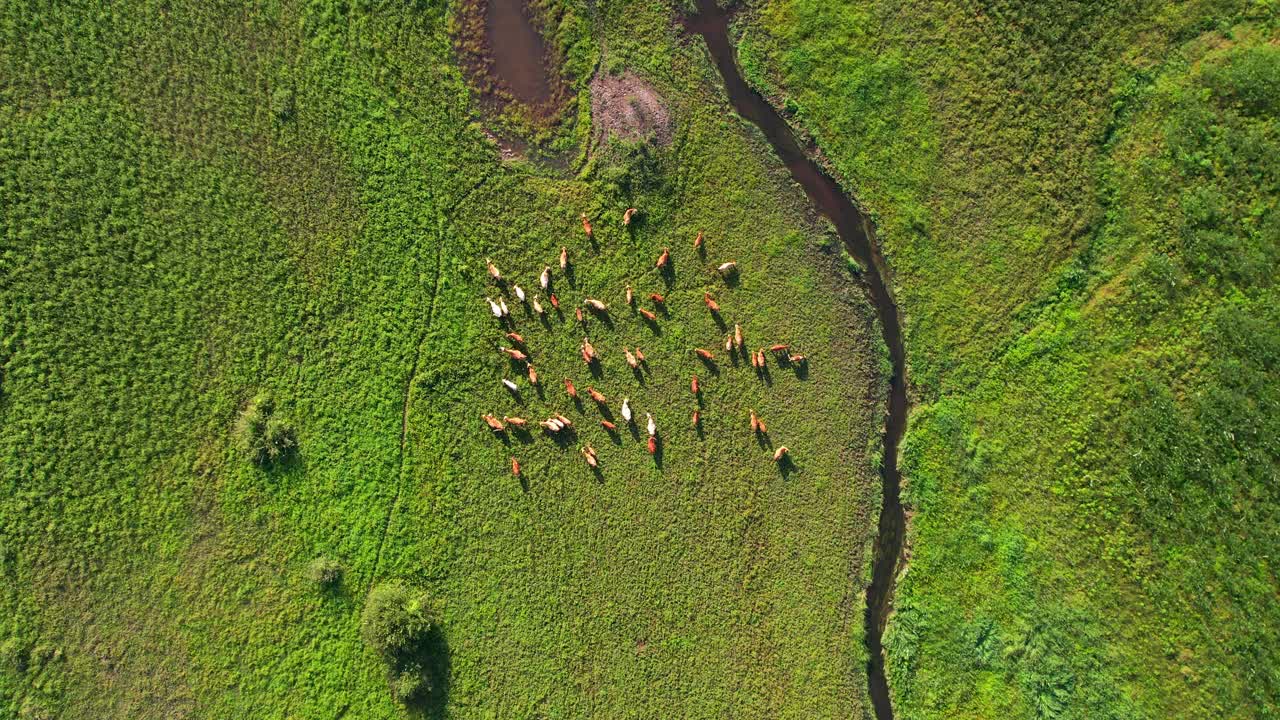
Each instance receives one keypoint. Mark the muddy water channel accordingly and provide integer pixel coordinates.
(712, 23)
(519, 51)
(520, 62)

==

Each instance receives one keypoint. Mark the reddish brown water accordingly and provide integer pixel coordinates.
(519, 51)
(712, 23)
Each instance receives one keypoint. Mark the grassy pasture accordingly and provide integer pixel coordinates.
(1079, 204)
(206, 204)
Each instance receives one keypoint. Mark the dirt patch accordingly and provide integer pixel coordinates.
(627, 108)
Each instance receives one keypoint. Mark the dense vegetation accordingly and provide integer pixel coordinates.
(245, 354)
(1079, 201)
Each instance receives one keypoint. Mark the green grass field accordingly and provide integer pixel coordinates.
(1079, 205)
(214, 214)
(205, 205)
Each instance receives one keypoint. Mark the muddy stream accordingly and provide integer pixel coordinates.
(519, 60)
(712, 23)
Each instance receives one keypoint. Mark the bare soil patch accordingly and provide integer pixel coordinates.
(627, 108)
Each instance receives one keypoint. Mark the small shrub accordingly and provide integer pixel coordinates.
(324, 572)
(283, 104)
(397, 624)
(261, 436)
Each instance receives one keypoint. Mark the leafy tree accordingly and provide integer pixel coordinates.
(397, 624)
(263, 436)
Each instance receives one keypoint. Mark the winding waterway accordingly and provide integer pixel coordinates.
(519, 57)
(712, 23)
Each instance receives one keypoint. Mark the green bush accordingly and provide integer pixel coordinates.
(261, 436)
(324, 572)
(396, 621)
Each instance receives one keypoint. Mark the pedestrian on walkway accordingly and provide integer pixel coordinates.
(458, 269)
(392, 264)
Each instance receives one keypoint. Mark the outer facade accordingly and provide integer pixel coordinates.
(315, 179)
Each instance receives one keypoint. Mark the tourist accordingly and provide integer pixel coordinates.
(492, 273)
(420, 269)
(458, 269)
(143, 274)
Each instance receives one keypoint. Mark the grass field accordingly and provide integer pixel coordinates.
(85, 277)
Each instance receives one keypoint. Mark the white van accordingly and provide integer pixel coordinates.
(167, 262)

---

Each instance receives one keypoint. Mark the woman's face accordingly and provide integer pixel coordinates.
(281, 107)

### [Direction]
How many lines in the items above contain the word "muddy"? Case counts, and the reply should be the number alone.

### [Result of this exercise]
2